→ REQUIREMENTS
Can you copy the lines from the one containing "For the benchmark, mark each instance of the wooden chopstick" through the one containing "(1082, 102)", word for word and with nothing else?

→ SUPPLIED DATA
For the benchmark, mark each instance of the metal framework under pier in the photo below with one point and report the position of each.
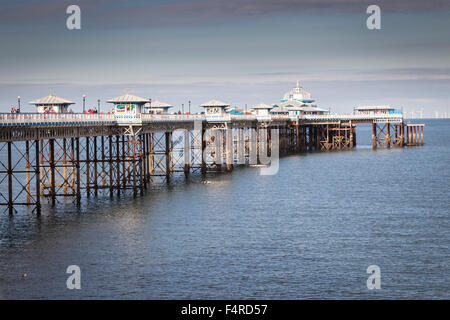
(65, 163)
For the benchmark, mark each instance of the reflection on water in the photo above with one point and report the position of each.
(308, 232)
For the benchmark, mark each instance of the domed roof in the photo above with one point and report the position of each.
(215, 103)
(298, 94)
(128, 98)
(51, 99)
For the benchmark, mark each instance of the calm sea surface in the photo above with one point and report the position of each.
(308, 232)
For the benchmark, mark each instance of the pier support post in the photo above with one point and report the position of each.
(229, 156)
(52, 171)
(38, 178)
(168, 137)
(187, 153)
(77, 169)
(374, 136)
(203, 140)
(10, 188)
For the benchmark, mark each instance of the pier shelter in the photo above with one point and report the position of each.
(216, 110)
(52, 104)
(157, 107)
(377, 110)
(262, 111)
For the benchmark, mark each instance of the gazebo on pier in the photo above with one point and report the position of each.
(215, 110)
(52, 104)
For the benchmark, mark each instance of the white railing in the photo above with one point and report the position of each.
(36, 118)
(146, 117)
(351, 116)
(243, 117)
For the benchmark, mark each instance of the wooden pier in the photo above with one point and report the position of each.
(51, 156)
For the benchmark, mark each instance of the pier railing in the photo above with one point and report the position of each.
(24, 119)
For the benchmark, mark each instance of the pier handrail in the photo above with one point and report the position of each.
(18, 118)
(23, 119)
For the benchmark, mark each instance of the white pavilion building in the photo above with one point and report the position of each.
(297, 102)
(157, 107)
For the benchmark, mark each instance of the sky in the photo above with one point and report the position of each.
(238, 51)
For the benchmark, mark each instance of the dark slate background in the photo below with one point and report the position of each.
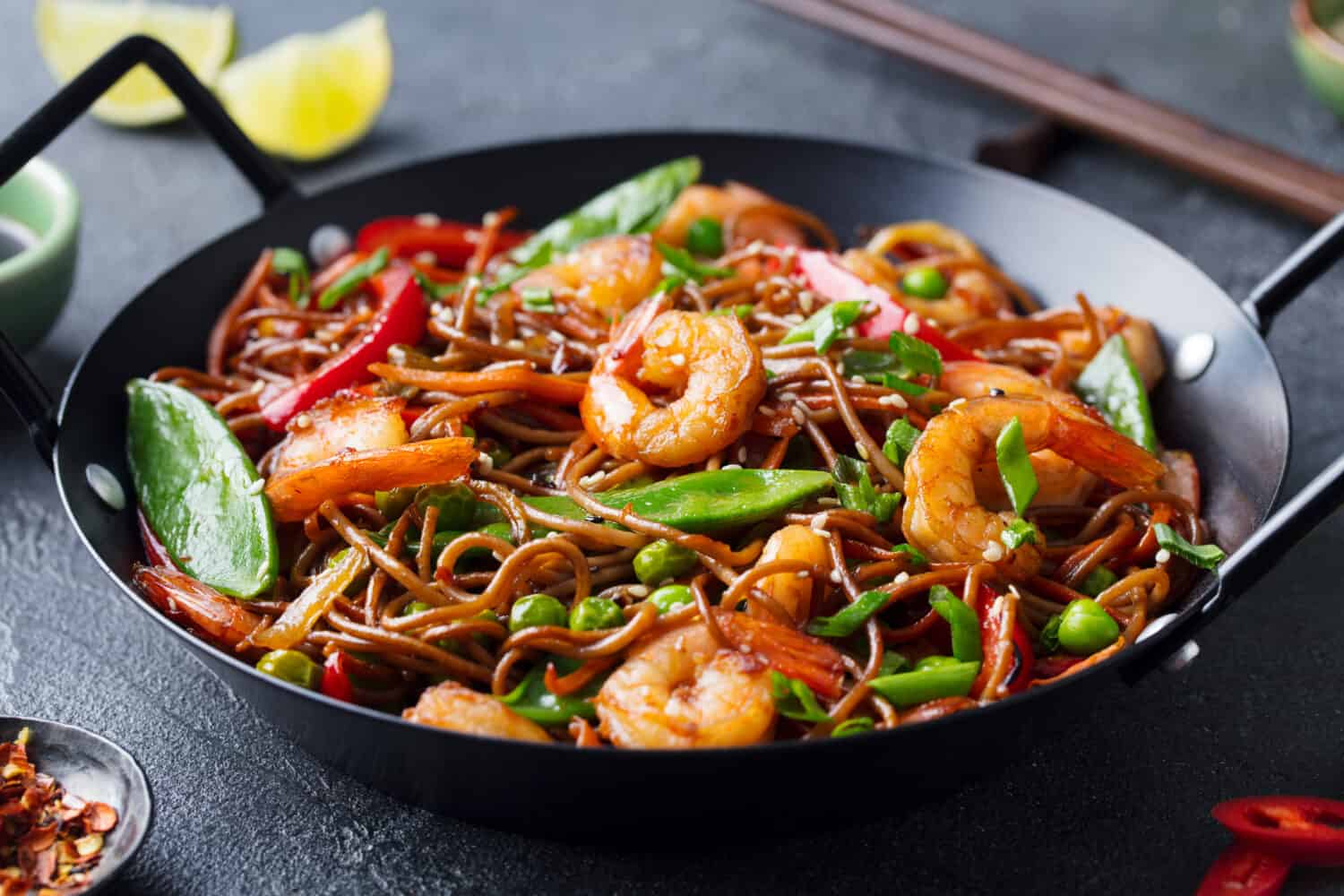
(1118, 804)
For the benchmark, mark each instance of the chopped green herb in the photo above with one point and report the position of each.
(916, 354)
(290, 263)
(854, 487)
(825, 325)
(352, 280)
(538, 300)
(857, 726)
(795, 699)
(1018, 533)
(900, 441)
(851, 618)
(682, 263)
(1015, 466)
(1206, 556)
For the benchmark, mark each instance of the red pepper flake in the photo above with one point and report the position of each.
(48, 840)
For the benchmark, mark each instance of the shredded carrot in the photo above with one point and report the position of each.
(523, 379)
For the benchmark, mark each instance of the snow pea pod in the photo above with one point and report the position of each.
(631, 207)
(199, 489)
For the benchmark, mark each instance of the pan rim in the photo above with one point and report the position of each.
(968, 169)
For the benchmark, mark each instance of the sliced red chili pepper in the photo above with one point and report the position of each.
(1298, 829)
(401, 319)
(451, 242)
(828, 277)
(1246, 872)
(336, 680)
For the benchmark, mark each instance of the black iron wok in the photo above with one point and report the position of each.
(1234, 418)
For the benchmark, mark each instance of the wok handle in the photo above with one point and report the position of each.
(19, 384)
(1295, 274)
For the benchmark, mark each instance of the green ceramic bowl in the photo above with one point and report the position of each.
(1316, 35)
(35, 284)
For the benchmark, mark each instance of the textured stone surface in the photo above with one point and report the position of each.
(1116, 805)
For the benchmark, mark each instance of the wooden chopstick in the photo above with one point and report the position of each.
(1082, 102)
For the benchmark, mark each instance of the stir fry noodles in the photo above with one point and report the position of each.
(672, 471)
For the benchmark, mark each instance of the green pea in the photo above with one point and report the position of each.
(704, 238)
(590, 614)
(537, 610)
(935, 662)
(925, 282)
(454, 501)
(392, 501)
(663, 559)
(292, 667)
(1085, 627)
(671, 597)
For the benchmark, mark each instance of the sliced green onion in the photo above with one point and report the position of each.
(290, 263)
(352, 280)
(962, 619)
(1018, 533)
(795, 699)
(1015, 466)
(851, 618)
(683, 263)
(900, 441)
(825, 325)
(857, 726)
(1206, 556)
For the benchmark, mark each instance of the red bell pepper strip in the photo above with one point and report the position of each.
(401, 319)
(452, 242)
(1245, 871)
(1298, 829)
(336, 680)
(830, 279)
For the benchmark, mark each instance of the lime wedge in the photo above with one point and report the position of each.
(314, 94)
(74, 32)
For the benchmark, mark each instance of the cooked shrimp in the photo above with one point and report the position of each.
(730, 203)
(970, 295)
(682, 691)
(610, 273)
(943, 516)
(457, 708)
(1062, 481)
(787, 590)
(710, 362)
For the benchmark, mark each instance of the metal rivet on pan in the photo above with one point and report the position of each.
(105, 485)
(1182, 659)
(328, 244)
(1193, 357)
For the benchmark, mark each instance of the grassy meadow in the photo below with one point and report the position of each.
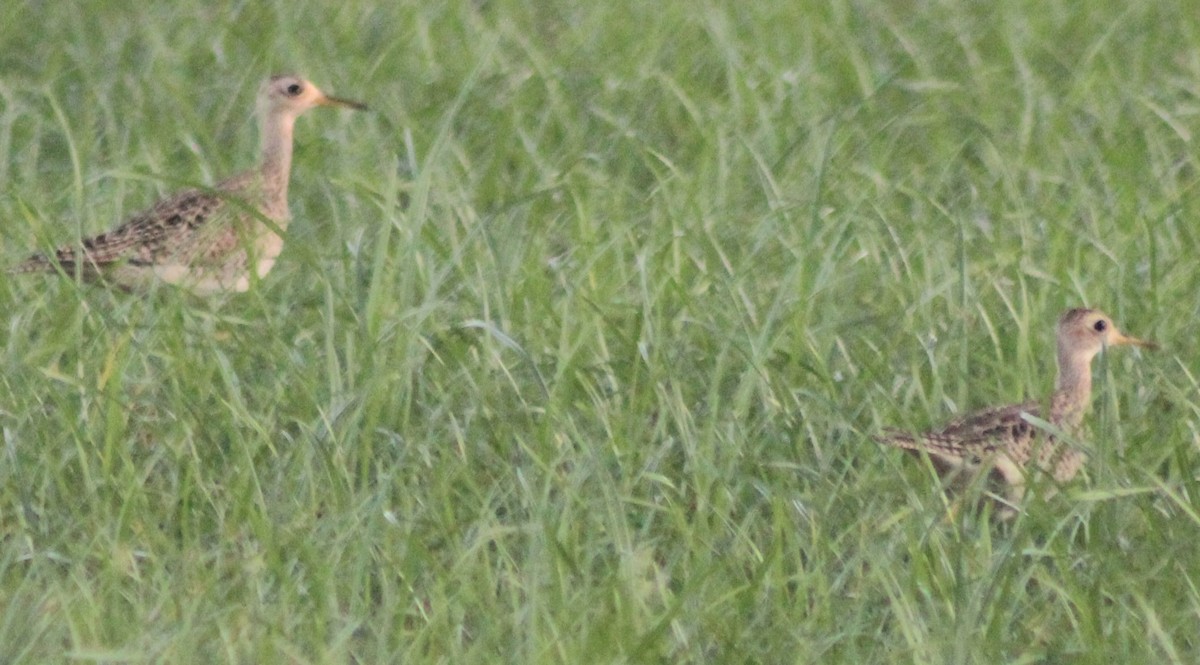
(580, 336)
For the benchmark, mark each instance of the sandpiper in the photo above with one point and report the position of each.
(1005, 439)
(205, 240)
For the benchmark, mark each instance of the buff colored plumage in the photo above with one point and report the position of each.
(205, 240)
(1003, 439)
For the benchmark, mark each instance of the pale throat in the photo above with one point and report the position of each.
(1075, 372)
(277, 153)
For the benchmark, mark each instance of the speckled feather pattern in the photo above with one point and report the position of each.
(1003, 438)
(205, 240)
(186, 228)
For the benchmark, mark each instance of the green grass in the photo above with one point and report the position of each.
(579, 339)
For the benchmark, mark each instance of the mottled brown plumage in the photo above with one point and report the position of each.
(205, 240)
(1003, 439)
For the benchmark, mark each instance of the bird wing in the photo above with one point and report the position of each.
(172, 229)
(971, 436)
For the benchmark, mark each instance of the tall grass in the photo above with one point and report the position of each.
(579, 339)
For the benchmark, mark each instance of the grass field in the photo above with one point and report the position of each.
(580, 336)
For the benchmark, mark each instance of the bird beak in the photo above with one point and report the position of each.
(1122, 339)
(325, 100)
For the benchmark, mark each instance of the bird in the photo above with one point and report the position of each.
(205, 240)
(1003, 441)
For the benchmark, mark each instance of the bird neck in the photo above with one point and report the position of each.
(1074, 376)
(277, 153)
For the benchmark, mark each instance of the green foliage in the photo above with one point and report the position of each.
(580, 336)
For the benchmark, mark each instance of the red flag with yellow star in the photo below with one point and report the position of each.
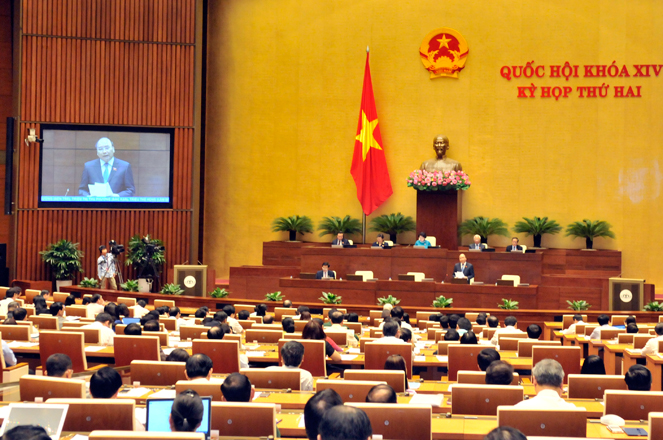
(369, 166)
---
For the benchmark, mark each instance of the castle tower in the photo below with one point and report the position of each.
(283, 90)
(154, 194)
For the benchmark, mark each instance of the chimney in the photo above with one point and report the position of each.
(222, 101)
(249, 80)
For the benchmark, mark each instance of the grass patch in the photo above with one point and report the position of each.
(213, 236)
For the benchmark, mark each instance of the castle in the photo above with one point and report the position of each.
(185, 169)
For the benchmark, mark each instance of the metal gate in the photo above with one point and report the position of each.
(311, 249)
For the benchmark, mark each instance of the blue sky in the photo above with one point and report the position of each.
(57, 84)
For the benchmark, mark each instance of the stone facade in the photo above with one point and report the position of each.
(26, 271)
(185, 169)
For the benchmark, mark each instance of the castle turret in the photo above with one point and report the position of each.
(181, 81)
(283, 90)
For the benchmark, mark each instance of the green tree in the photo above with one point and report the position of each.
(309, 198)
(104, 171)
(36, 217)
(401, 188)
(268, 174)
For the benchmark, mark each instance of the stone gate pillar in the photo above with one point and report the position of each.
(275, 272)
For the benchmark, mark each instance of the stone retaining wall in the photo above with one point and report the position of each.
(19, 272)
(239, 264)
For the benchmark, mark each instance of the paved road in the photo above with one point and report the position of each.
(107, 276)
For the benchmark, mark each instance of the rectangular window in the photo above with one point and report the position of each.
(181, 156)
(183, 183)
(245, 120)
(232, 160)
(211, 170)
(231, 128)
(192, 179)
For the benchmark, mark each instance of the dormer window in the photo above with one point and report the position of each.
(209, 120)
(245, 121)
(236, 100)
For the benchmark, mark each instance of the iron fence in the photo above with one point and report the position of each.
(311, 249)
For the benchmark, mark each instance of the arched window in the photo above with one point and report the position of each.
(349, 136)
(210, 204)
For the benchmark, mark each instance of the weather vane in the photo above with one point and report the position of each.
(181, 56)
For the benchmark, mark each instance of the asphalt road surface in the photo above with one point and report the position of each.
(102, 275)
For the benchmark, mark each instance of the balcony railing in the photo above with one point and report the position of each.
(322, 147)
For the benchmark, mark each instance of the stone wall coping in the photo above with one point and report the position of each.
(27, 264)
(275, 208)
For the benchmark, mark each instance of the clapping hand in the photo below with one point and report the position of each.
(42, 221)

→ FULL ANSWER
For the benchmark, mark each instance of the wooden chopstick in the photo above with one point and report the position of each.
(1082, 102)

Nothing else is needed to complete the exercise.